═════ Data entries

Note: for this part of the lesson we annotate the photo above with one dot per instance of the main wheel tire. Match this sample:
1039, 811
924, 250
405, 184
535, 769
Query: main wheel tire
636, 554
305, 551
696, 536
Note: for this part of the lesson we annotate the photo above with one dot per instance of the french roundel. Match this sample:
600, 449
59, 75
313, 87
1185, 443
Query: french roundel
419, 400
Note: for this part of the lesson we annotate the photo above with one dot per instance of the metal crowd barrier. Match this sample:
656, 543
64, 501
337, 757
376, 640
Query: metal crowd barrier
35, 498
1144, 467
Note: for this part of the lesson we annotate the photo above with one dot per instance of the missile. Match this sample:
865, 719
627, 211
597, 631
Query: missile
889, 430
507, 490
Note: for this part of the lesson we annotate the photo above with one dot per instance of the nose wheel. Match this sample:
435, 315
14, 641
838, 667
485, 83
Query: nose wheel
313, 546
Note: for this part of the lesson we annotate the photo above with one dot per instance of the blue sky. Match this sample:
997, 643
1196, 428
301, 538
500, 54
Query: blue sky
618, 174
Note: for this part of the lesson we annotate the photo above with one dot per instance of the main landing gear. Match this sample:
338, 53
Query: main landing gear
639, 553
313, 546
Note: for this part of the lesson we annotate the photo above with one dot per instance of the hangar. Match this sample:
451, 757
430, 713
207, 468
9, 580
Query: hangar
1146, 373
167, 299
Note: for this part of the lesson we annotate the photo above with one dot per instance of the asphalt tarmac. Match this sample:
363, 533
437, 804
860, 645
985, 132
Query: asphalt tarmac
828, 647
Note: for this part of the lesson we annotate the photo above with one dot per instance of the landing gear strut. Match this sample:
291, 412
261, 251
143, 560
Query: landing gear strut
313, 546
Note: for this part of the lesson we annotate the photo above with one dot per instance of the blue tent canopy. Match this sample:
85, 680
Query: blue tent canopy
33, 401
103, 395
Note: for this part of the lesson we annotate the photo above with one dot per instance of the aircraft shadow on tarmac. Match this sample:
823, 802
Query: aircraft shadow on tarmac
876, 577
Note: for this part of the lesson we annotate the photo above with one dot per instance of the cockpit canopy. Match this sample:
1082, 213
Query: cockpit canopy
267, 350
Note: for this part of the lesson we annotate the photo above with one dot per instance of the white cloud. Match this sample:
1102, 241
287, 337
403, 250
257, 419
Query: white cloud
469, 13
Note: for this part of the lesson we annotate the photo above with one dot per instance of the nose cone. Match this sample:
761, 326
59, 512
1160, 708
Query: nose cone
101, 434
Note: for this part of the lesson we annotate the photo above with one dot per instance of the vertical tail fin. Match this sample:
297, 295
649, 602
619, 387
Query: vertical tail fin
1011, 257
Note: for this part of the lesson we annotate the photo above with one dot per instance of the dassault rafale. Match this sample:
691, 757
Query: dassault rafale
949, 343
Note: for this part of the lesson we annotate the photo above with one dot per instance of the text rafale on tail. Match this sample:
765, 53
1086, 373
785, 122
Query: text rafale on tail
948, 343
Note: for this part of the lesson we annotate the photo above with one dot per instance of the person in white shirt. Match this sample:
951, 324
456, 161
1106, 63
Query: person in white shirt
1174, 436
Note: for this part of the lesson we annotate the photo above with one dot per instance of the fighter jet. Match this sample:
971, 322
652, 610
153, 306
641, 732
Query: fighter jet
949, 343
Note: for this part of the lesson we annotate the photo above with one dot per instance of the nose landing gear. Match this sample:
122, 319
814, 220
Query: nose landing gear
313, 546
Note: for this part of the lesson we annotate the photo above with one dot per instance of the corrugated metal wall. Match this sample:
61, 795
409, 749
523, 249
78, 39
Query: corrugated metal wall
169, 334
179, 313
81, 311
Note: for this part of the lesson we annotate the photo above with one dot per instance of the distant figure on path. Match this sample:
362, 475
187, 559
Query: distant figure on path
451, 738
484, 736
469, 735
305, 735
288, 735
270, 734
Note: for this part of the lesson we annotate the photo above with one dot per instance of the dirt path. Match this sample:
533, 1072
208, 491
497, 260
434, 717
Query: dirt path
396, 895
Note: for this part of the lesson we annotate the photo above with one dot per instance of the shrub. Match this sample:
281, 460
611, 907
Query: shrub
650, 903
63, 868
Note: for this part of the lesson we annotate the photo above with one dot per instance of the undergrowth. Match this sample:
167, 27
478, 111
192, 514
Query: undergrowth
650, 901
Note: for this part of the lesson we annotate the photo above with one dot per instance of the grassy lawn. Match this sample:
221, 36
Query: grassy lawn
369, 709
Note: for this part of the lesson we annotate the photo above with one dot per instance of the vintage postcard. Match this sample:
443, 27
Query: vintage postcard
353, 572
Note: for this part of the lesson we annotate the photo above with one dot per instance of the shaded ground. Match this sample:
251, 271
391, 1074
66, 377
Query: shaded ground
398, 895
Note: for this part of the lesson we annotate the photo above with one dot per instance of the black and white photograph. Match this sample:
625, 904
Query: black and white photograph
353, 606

══════════

Task statement: Reproduce every entry above word for word, without changing or leaving out anything.

Right answer:
Note: for this part of the lesson we annotate the photo above with one dot per instance of the main wheel tire. Match this sample:
1039, 811
924, 250
405, 184
535, 769
Query: main wheel tire
636, 554
305, 551
696, 536
Note: for this part of the lesson we annotate the photo above with one dot per instance of the french roundel. Match this sample:
600, 449
59, 75
313, 87
1185, 443
Query: french roundel
419, 400
Note: for this part of the lesson we annotate the photo above with one dot per instance of the metal crowd barrier. Match this sample:
656, 543
64, 501
337, 757
376, 640
Query: metal crowd barrier
35, 498
1144, 467
Note: for this part of the lesson we annotate the photo above with one dot per instance of the missile. Match this sample:
865, 719
627, 211
597, 631
Query: missile
889, 430
507, 490
Note: for this part of the lesson we annotate the photo above with one dot per instance of the nose wheel. Match this sample:
435, 315
14, 641
838, 667
485, 83
Query: nose wheel
313, 546
Note: for this part of the lesson we annotate the photo above with one dot per instance of the blue sky. Match this sample:
997, 643
1196, 428
301, 538
500, 54
Query: blue sky
618, 174
Note: for this part of the lesson we annotate the photo above with one dot per instance of the main landing gear. Match this sample:
338, 53
Query: main landing gear
639, 553
313, 546
Note: for this part of the lesson we annotate the photo above with one dot per instance of the hangar. Match this sample:
451, 757
430, 713
207, 468
9, 580
Query: hangar
1146, 373
167, 299
Note: for this part of the lesson we annotate the photo above with one dot per instance of the asphalt tarmac. Match this sample:
363, 533
437, 804
860, 645
985, 132
Query: asphalt tarmac
828, 647
Note: for this part of the lesson we annotate the photo above with one dot per instance of the landing gear strut. Match this sample:
291, 412
261, 251
143, 560
Query: landing gear strut
313, 546
Note: for this part of the lesson we annotate the photo above with one dot per instance of the blue tent canopy. Match this sample:
85, 680
Query: blue tent canopy
33, 401
103, 395
Note: for this part of the lesson we annotate the photo above with one dot per instance of the aircraft shadow on tarmac. Match this sample:
823, 802
Query: aircraft shadow on tarmac
876, 577
Note: for this part of the lesson we annotate the photo above with one dot per instance of the cockpit canopy. Match this sample:
1082, 213
Query: cockpit canopy
267, 350
Note: for this part of the lesson we annotate the photo above with one dot per instance of the white cloud. Match this sample:
1102, 241
287, 337
403, 250
257, 419
Query: white cloud
469, 13
Note: for this part of the lesson we annotate the photo above with one dot per instance of the nose cone. Match this sample:
761, 326
59, 512
1160, 708
Query: nose cone
101, 434
Note: for this part of the lesson we annotate the photo above with one dot per instance of the vertical tail fin. Match this sample:
297, 295
649, 602
619, 387
Query: vertical tail fin
1011, 257
Note: for this part of the lesson we annotate the photo above with one dot per instance of the dassault rafale. Match this sample:
691, 757
Query: dassault rafale
949, 343
Note: for this part of the lesson we annotate the photo above with one dot per instance of the text rafale on tail. Match this sample:
765, 53
1086, 373
785, 122
Query: text rafale on tail
948, 343
Note: for this part of the lesson we annotate the photo above with one dot per instance of the person in white shirt. Match this sample:
951, 324
456, 161
1106, 63
Query: person in white shirt
1174, 436
Note: for this part of the lesson we annotate the photo above with one dot per instance of the fighter jet. Match this sample:
971, 322
652, 610
153, 306
641, 732
Query: fighter jet
949, 343
Note: for this part of the lesson we annotate the photo above with one dot per instance of the nose landing gear. Match this sample:
122, 319
814, 220
Query: nose landing gear
313, 546
Note: for this part of the lesson we annotate the photo above with one dot per instance of the corrugated metal wall. Match this sample:
61, 795
409, 749
523, 249
78, 39
Query: corrugated metal wall
169, 334
179, 313
81, 311
Note: for this part of the lesson we annotate the photo above with one dot per instance of the distant figure on path. Match this sample:
362, 475
187, 559
Query: distant figure on path
451, 738
484, 736
469, 735
305, 735
288, 735
270, 734
Note: for this part of the lesson we annotate the photo above with one dot per instance of the dirt path. Match this sample:
533, 1072
208, 491
497, 260
434, 717
Query: dirt path
396, 895
Note: for this part of the lesson we annotate the photo above with one dot per instance of the shrub. Match this sample:
281, 460
611, 907
Query: shrub
650, 903
63, 868
Note: for this part of the lesson we annotate the photo above with one dot per instance of the undergrowth. Match this sample:
167, 27
478, 111
192, 514
Query: undergrowth
650, 901
Note: for this part of the lesson we annotate the photo above with one dot per instance of the grassy lawn. Match this sample:
221, 36
Query: grassy lawn
369, 709
Note: for this part of the lesson we annotate the photo above with one dot per instance of the vintage postcard. Match this sample:
443, 27
Query: vintage postcard
353, 572
Note: for this part of the lesson we annotate the photo above with one dot per instance of the shaded ground. Match this sample:
251, 271
391, 1074
66, 377
Query: shaded ground
398, 895
Note: for this part of the lesson we annotate the photo above with one dot per instance of the black and white photograph. Match this sample:
625, 904
Query: black and white photograph
353, 606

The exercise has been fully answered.